- Data for processing
START
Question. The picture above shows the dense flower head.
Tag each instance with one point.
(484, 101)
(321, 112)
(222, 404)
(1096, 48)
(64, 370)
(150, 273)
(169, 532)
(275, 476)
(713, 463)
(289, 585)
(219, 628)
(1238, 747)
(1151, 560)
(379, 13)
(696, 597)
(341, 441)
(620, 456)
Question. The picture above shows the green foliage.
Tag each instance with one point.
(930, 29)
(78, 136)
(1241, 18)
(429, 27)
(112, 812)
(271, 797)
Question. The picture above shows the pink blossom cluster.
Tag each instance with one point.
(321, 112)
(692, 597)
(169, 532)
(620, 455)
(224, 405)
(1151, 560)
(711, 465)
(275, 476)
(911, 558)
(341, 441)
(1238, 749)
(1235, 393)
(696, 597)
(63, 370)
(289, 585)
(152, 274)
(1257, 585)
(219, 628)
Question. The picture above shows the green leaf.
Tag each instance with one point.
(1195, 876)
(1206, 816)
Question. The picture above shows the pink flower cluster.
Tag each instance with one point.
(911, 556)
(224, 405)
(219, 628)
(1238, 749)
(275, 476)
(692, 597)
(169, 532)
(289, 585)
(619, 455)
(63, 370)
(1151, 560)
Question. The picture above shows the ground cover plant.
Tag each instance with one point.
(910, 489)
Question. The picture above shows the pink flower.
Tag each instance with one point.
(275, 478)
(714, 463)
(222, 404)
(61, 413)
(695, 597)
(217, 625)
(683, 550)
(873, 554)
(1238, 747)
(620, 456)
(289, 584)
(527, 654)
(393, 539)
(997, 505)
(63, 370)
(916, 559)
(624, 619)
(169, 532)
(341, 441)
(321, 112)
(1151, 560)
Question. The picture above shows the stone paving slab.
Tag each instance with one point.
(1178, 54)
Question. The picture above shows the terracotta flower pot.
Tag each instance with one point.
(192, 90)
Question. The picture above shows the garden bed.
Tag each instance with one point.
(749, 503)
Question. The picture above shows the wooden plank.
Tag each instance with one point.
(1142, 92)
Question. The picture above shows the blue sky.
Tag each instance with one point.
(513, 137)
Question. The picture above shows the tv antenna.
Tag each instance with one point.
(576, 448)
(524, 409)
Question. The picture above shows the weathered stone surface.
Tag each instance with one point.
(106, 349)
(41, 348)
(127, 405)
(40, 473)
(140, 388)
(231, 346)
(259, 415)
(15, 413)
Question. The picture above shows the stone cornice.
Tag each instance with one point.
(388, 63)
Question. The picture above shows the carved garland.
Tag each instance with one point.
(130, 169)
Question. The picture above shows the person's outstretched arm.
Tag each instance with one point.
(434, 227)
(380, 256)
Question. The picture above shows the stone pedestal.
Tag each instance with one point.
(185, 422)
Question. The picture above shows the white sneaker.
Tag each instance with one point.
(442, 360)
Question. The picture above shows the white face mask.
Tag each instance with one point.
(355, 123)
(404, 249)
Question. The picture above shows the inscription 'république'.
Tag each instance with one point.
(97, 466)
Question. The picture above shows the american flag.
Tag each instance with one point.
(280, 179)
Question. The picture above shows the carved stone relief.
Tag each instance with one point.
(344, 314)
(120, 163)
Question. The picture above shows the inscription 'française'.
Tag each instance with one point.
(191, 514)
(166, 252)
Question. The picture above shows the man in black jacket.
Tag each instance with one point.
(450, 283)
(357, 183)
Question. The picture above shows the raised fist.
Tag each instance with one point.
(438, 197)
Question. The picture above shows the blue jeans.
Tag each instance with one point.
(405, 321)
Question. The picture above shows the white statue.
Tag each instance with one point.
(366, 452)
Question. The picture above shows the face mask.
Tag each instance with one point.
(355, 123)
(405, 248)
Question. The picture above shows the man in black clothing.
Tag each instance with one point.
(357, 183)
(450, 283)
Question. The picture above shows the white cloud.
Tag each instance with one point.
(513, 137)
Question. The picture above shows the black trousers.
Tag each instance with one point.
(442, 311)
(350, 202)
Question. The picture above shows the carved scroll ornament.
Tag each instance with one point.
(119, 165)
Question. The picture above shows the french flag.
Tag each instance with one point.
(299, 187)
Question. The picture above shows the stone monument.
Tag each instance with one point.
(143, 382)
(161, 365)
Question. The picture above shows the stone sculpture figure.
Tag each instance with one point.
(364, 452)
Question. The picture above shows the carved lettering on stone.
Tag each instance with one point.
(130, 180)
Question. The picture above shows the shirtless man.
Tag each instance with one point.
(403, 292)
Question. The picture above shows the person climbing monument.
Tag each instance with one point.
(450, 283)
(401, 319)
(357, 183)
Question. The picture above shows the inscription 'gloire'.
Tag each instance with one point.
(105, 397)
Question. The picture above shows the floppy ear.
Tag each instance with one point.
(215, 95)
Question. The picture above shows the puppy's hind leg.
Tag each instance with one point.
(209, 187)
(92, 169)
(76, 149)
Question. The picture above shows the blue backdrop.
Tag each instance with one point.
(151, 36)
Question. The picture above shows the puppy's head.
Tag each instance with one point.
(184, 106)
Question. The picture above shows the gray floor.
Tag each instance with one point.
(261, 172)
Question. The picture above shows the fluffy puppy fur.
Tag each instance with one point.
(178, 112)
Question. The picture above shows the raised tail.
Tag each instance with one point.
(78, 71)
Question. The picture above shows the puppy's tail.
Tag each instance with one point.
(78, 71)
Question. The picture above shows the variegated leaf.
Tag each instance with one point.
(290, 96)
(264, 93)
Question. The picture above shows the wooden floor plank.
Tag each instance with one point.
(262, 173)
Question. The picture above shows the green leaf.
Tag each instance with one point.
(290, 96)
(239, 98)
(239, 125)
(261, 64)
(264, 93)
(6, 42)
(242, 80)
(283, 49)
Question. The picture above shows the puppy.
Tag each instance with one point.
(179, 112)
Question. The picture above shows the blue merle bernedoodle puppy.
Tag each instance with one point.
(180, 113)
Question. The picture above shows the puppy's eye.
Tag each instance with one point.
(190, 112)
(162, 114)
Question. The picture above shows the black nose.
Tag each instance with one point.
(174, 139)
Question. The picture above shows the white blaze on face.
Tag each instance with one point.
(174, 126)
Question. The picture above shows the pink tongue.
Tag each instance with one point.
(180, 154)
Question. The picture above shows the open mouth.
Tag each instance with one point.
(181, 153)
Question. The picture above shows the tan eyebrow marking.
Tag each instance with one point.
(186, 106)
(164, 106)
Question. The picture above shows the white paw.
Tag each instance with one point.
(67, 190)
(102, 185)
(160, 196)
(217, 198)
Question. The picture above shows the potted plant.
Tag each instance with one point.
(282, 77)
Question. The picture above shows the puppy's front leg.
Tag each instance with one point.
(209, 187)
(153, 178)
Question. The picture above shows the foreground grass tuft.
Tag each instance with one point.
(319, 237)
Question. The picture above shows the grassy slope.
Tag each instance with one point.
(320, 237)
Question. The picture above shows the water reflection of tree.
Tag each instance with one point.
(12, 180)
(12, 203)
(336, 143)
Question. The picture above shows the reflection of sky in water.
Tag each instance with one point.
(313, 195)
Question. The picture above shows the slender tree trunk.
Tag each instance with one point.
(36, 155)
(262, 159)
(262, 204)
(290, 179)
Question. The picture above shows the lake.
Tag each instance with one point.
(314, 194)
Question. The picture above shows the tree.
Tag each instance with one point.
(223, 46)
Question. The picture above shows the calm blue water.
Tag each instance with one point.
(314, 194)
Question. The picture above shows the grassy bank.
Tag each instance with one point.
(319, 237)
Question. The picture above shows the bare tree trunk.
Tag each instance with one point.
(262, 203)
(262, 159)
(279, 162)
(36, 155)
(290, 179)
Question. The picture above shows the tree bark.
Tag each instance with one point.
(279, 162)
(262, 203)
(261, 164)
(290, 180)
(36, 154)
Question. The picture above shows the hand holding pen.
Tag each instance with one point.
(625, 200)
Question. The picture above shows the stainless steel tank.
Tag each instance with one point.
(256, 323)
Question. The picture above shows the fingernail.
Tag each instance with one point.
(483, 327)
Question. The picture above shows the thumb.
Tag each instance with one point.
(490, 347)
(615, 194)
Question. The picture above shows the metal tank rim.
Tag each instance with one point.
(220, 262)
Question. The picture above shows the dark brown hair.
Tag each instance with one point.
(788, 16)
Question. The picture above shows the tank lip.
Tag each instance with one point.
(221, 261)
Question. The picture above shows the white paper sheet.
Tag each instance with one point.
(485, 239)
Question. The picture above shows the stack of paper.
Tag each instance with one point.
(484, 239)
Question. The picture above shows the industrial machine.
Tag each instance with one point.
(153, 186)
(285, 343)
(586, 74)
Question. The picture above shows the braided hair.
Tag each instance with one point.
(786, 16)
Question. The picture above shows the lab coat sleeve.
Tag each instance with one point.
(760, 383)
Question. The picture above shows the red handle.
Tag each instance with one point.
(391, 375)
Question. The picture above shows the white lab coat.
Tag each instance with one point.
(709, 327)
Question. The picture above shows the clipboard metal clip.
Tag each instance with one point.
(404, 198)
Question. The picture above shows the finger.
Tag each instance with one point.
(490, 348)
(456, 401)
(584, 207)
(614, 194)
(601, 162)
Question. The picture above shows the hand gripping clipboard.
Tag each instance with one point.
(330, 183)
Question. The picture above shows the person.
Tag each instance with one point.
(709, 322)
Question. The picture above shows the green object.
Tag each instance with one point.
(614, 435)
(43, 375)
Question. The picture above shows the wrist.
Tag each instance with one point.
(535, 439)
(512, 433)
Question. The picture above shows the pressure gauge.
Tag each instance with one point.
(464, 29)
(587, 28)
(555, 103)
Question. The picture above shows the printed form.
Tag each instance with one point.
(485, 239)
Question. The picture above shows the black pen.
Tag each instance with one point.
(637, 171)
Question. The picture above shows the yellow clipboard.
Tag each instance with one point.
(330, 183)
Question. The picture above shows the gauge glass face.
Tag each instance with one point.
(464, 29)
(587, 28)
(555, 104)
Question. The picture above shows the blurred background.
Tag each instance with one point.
END
- Stated exercise
Arrange the stretch of the records from the line containing "Question. The picture above shows the black pen." through the end of the records as a Markdown table with the columns Row and Text. Put each line in its own numbered row and leave out blank lines.

- The response
| Row | Text |
|---|---|
| 1 | Question. The picture above shows the black pen. |
| 2 | Tag each instance with one point. |
| 3 | (637, 171) |
| 4 | Question. The picture above shows the yellow clipboard. |
| 5 | Tag each instance with one point. |
| 6 | (330, 183) |
| 7 | Question. The picture above shows the gauge glass face. |
| 8 | Tag each instance with one point. |
| 9 | (464, 29) |
| 10 | (587, 28) |
| 11 | (555, 104) |
| 12 | Question. The picture above shows the blurred background. |
| 13 | Tag each instance with one point. |